Problem details » Output the records, every one, exactly as given.

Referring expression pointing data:
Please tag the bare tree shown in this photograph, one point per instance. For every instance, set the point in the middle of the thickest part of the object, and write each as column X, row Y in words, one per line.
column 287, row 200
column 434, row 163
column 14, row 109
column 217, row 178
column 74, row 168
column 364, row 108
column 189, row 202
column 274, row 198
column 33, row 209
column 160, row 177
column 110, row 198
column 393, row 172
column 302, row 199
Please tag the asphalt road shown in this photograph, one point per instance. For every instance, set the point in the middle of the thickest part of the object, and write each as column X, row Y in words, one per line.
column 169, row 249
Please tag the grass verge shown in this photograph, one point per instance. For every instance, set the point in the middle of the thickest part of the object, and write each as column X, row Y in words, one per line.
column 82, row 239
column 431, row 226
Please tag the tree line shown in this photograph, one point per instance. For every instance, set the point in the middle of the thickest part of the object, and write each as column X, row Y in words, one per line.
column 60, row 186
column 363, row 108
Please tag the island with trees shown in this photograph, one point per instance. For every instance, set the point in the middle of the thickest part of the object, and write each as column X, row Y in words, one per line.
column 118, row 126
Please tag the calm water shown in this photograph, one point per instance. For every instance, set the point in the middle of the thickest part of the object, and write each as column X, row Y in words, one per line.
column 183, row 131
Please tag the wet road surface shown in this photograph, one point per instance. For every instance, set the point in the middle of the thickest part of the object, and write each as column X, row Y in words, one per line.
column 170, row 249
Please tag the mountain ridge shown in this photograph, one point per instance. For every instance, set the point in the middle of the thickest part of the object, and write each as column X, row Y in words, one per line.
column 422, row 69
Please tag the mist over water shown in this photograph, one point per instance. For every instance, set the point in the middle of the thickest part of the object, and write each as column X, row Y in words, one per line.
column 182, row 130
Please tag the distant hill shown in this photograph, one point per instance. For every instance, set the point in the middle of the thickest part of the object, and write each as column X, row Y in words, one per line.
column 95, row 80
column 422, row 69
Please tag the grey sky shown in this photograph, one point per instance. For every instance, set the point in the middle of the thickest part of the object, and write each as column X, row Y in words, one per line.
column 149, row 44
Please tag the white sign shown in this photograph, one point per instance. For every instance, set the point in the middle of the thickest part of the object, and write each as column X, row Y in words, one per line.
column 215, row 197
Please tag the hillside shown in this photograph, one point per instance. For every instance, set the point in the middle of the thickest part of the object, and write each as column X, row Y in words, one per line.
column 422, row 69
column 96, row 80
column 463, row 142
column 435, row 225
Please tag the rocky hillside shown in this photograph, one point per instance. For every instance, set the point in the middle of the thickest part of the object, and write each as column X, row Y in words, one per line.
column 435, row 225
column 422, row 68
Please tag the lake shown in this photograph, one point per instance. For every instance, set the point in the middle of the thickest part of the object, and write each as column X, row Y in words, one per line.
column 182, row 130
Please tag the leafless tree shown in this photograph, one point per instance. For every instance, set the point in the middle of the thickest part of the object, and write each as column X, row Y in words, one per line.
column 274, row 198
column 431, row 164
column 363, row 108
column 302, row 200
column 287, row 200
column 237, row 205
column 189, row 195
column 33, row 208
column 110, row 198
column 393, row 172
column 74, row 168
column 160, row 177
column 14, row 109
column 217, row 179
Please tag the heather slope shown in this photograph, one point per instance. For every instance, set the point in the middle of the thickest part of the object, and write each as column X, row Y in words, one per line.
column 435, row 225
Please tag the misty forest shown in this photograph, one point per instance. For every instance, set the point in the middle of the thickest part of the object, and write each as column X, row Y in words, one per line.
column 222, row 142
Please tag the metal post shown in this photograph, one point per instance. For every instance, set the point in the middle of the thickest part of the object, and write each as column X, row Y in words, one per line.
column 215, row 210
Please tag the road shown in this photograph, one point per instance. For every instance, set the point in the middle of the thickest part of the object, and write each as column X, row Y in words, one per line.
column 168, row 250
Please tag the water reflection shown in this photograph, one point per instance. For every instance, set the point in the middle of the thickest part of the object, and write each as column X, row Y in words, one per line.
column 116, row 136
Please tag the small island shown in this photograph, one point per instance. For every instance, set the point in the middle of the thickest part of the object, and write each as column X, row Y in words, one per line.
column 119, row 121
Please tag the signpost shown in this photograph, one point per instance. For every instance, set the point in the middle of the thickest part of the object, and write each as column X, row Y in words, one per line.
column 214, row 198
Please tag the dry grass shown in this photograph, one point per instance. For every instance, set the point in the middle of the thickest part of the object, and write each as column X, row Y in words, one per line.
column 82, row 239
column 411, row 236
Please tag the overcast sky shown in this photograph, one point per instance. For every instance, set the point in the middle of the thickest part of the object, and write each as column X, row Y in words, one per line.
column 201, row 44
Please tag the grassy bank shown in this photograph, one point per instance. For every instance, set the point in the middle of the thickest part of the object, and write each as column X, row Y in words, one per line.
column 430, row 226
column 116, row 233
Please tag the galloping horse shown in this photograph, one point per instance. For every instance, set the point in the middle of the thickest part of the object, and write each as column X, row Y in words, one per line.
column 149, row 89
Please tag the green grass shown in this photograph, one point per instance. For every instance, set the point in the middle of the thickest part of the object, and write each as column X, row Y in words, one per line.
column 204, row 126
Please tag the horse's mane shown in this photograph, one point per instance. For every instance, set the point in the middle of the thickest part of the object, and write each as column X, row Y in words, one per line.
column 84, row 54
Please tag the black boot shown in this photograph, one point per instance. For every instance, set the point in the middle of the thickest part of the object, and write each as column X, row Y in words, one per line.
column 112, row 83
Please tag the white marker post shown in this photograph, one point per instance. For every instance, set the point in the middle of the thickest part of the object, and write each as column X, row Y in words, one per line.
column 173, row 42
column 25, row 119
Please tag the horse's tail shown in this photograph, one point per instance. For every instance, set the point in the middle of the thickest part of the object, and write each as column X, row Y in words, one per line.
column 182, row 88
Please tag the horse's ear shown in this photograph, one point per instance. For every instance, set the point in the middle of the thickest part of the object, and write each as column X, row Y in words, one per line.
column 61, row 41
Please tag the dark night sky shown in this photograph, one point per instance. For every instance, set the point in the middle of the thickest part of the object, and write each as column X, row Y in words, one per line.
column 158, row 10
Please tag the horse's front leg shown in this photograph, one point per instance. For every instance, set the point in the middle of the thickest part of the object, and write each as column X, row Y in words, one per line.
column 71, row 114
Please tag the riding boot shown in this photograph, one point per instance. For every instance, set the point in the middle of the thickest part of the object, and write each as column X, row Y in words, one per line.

Solution to the problem »
Please tag the bare tree shown in this photograph, one point per instance. For every instance, set the point in the middle of the thickest part of the object, and write each as column X, row Y in words, one per line.
column 287, row 200
column 434, row 163
column 14, row 109
column 217, row 178
column 74, row 168
column 364, row 108
column 189, row 202
column 274, row 198
column 33, row 209
column 160, row 177
column 110, row 198
column 393, row 172
column 302, row 199
Please tag the asphalt road shown in this photograph, one point per instance. For every instance, set the point in the middle of the thickest part of the object, and write each as column X, row Y in words, one per line.
column 169, row 249
Please tag the grass verge shown in this photograph, one point per instance. For every instance, set the point in the middle of the thickest part of the object, and write each as column X, row Y in words, one per line.
column 82, row 239
column 431, row 226
Please tag the tree line shown in this photograph, one point per instance. For every instance, set the point in the middle of the thickest part of the object, and write each as column X, row Y in words, one per line.
column 60, row 186
column 363, row 108
Please tag the island with trees shown in this photograph, one point per instance. For every instance, set the point in the middle of the thickest part of the object, and write each as column X, row Y in words, one per line.
column 118, row 126
Please tag the calm water shown in this photograph, one point per instance. For every instance, set the point in the middle of the thickest part of the object, and write each as column X, row Y in words, one per line.
column 183, row 131
Please tag the wet road surface shown in this photograph, one point per instance. For every instance, set the point in the middle of the thickest part of the object, and write each as column X, row Y in words, one per line.
column 170, row 249
Please tag the mountain ridge shown in this photograph, one point per instance. For every instance, set the point in the middle of the thickest part of the object, and write each as column X, row Y in words, one per line.
column 422, row 69
Please tag the mist over water shown in this photograph, one point per instance. For every instance, set the point in the middle of the thickest part of the object, and write each as column X, row Y in words, one per line.
column 182, row 130
Please tag the distant hill shown in this photograph, one point per instance. For every instance, set the point in the middle of the thickest part of the object, and write each as column X, row Y in words, one per line.
column 95, row 80
column 422, row 69
Please tag the grey sky shown in this photograph, one point per instance. For every instance, set the point in the middle of the thickest part of the object, and write each as column X, row Y in words, one per line.
column 149, row 44
Please tag the white sign shown in this photograph, one point per instance. For every instance, set the point in the middle of the thickest part of the object, and write each as column X, row Y in words, one per line.
column 215, row 197
Please tag the hillside shown in this photograph, one point per instance. For every instance, set the point in the middle of the thickest part of the object, and write each as column X, row Y in words, one per line.
column 422, row 69
column 96, row 80
column 463, row 142
column 435, row 225
Please tag the rocky hillside shown in this photograph, one point per instance. For every instance, set the point in the middle of the thickest part of the object, and write each as column X, row Y in words, one per line.
column 435, row 225
column 422, row 68
Please tag the lake shown in this photograph, one point per instance. For every instance, set the point in the middle of the thickest part of the object, and write each as column X, row Y in words, one per line.
column 182, row 130
Please tag the leafless tree shown in this photograph, one point per instance. For every instance, set the point in the middle of the thickest part of the object, and write each as column X, row Y in words, one per line.
column 274, row 198
column 431, row 164
column 363, row 108
column 302, row 200
column 287, row 200
column 237, row 205
column 189, row 195
column 33, row 208
column 110, row 198
column 393, row 172
column 74, row 168
column 160, row 177
column 14, row 109
column 217, row 179
Please tag the heather slope shown in this photograph, one point per instance. For every instance, set the point in the middle of the thickest part of the object, and write each as column X, row Y in words, one per line.
column 435, row 225
Please tag the misty forest shown in this photograph, one point per instance. For every instance, set the point in the middle of the thickest part of the object, and write each as column X, row Y in words, one per line.
column 222, row 142
Please tag the metal post shown in this photograph, one point per instance. For every instance, set the point in the middle of the thickest part of the object, and write each as column X, row Y in words, one per line.
column 215, row 210
Please tag the road shown in this photograph, one point per instance. For every instance, set the point in the middle of the thickest part of the object, and write each as column X, row Y in words, one per line.
column 168, row 250
Please tag the water reflection shown in this photograph, one point per instance. For every instance, set the point in the middle of the thickest part of the object, and write each as column X, row Y in words, one per line.
column 116, row 136
Please tag the small island shown in this photograph, one point per instance. For every instance, set the point in the middle of the thickest part of the object, and write each as column X, row Y in words, one per line.
column 119, row 121
Please tag the signpost shown in this photograph, one point per instance. For every instance, set the point in the middle of the thickest part of the object, and write each as column X, row Y in words, one per line.
column 214, row 198
Please tag the dry grass shown in this photograph, one point per instance. For every instance, set the point in the middle of the thickest part of the object, and write each as column X, row Y in words, one per line.
column 82, row 239
column 411, row 236
Please tag the overcast sky shown in this photograph, one point per instance. For every instance, set the point in the middle of the thickest part of the object, and write each as column X, row Y in words, one per line.
column 201, row 44
Please tag the grassy bank shown in this photograph, one point per instance. For every instance, set the point in the middle of the thickest part of the object, and write each as column X, row Y in words, one per line.
column 430, row 226
column 116, row 233
Please tag the galloping horse shown in this photograph, one point per instance. For every instance, set the point in the middle of the thickest part of the object, and write each as column X, row Y in words, one per line.
column 149, row 89
Please tag the green grass shown in this photograph, one point per instance. For every instance, set the point in the middle of the thickest part of the object, and write each as column X, row Y in words, one per line.
column 204, row 126
Please tag the horse's mane shown in this photograph, one point per instance. For every instance, set the point in the middle of the thickest part of the object, and write each as column X, row Y in words, one per line.
column 84, row 54
Please tag the black boot shown in this photograph, one point per instance. For every instance, set the point in the middle of the thickest part of the object, and write each as column X, row Y in words, one per line.
column 112, row 83
Please tag the white marker post shown in this photograph, one point per instance. For every instance, set the point in the middle of the thickest part of the object, and write each as column X, row Y in words, one per line.
column 173, row 42
column 25, row 119
Please tag the horse's tail shown in this photograph, one point per instance. For every instance, set the point in the middle of the thickest part of the object, and write each as column X, row Y in words, one per line.
column 182, row 88
Please tag the horse's ear shown in this photograph, one point per instance. For every instance, set the point in the middle of the thickest part of the object, and write each as column X, row Y in words, one per line.
column 61, row 41
Please tag the dark night sky shown in this photograph, one point per instance. For every instance, set the point in the middle of the thickest part of the object, and write each as column X, row Y in words, one per line.
column 158, row 10
Please tag the horse's front leg shown in this photograph, one point per instance. For every instance, set the point in the middle of the thickest part of the object, and write each as column X, row Y in words, one per line.
column 71, row 114
Please tag the riding boot shown in this photograph, one point per instance. For every instance, set the point in the middle of the thickest part of the object, and write each as column X, row Y in words, one per line.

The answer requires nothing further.